● STATED GOAL 1
Filter the records below, copying each line that contains the word "picture".

Riding from the Darkness into the Sunlight
by Lee Ambrose

Every summer it was the same plan. And yet, somehow, every summer it seemed as fresh, as new and exciting, as the first time. I look back now, realizing that Daddy was such a creature of habit. We should have been able to mark the late night ride on our August calendars. But, as children we were less aware of such things.

It seems to me that our first inkling that we were going away would be the appearance of the old Samsonite blue hard-sided luggage from out of the attic storage space. Those suitcases never appeared until hours before the scheduled time of departure. Systematically, in the course of an hour or so, Mother would have each of the four children bring to her four complete changes of clothes, a bathing suit, a comb and a toothbrush. For a brief while, each one of us became a pile of clothes on her bed. She inventoried each pile and then told Daddy it was okay to pack that child's items into the suitcase. When the four children were packed, both parents assembled their piles consisting of exactly the same elements as ours.

When everything was packed, Daddy would carry the suitcases to the trunk of the car. He would remove and rearrange those suitcases no less than a dozen times before departure. It was some sort of ritual he had. I never quite understood why he felt it necessary to go through all of that over and over again, but, for whatever reason, he did.

We would all be sent off to bed "to get a few hours of sleep" before departure. How they expected us to sleep when we were filled with excitement I'll never know. I now believe that they sent us to bed to ward off the numerous inquiries as to when we would be leaving.

Daddy preferred to leave once it was dark. He said there was less traffic and that it was cooler that way. In what seemed like pitch black, the four children would squeeze into the back seat of the 1950's-something Ford sedan. The boys always had an imaginary line dividing the seat into quarters so that they wouldn't have to be touched by the girls. We were expected to sleep on the ride to our destination but there was barely enough room for the four of us to sit comfortably; so I am not sure how it was that we were supposed to be able to go to sleep. Often, my baby brother, Joe would be the first to fall asleep. He would gradually work his way around in the seat until his head would rest on my lap and he would curl his legs up onto Tom's lap. I didn't mind but Tom protested loudly.

As the old Ford rolled along country roads and across one-lane bridges in the darkness, I would worry enough for the six of us. What if we drove off the side of the road into the water? What if Daddy fell asleep? What if we had to go to the bathroom? (Nothing was open on those deserted country roads in the middle of the night) What if? ... What if? ... What if? Eventually, my what ifs proved true in some manner. If it wasn't a flat tire, it was a leaky radiator or a broken belt or hose. No matter the reason, there was always need to pull off the road in the darkness and bale out of the car. (Daddy didn't want us sitting in the car along the side of the road - but it didn't bother him to have us STANDING along that same side of the road!) In the darkness we would hear the sounds of Daddy's perfectly packed trunk being shuffled around so that he could get to his tools and the spare tire if necessary. The silence of the night would be interrupted regularly with the string of cursing that would inevitably come from Daddy's mouth as he made the necessary repairs. All the time, he would be muttering about how difficult it was to do this by flashlight...the flashlight that he wouldn't allow anyone else to hold but had to either hold or position for himself.

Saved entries
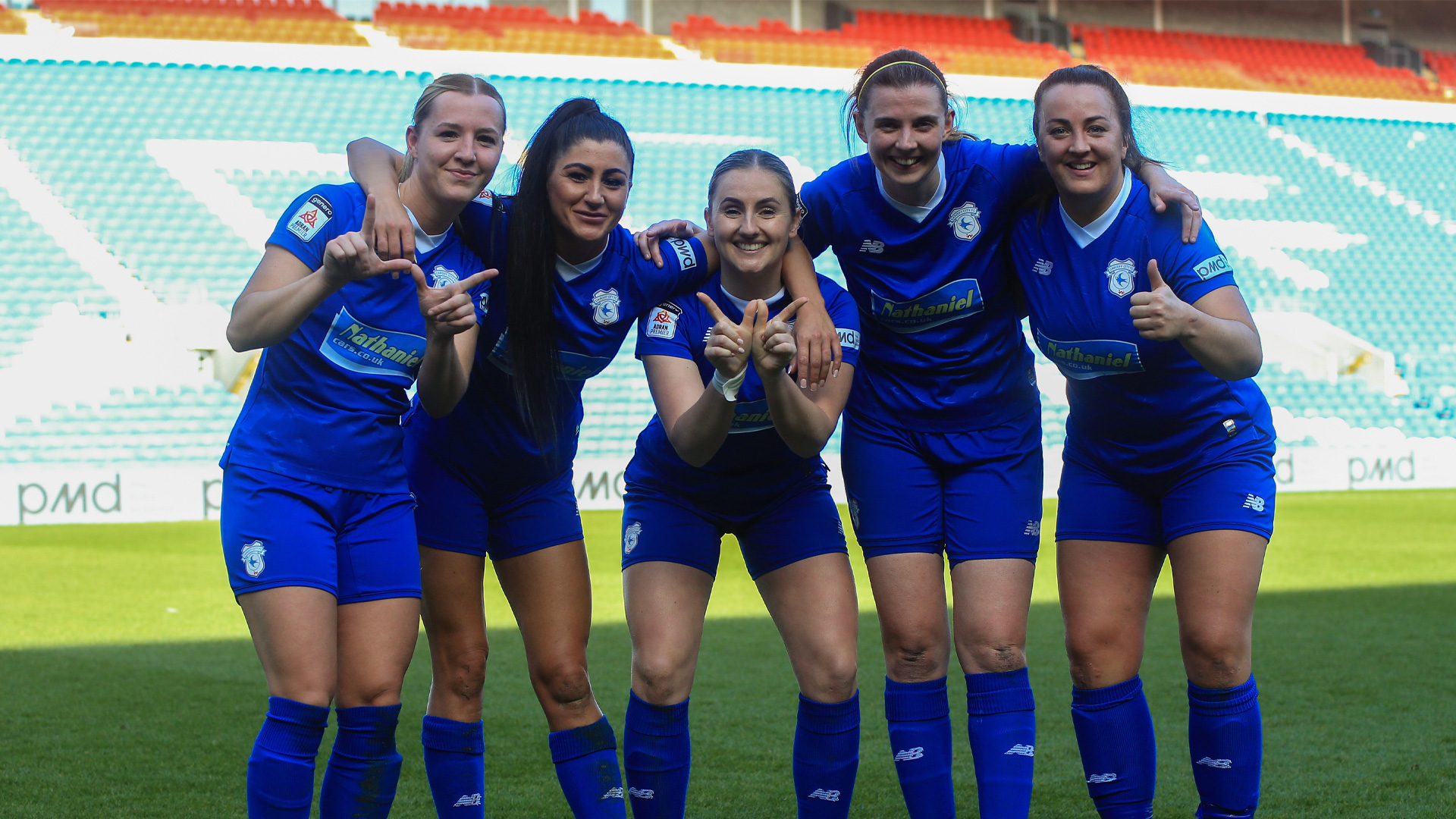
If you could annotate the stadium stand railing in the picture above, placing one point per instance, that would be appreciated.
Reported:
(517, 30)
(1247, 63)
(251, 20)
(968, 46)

* * *

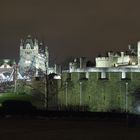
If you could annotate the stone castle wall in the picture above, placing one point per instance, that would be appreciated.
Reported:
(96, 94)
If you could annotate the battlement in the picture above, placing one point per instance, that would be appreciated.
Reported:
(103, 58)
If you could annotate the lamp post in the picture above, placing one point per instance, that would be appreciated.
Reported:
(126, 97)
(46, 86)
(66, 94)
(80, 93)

● STATED GOAL 2
Quote the essay about the summer night drive above from "When everything was" to "would be leaving.".

● FINAL ANSWER 1
If you could annotate the stadium stand railing in the picture above, placing one point per instance, that would be appreciated.
If you could annotate the stone castle wall in the picture above, placing one point per instance, that would be appreciated.
If you could annotate the battlement in the picture above, placing one point per instance, that would be appreciated.
If you could annotate the lamp post in the picture above, placing one point per instance, that would be appreciated.

● FINAL ANSWER 2
When everything was packed, Daddy would carry the suitcases to the trunk of the car. He would remove and rearrange those suitcases no less than a dozen times before departure. It was some sort of ritual he had. I never quite understood why he felt it necessary to go through all of that over and over again, but, for whatever reason, he did.

We would all be sent off to bed "to get a few hours of sleep" before departure. How they expected us to sleep when we were filled with excitement I'll never know. I now believe that they sent us to bed to ward off the numerous inquiries as to when we would be leaving.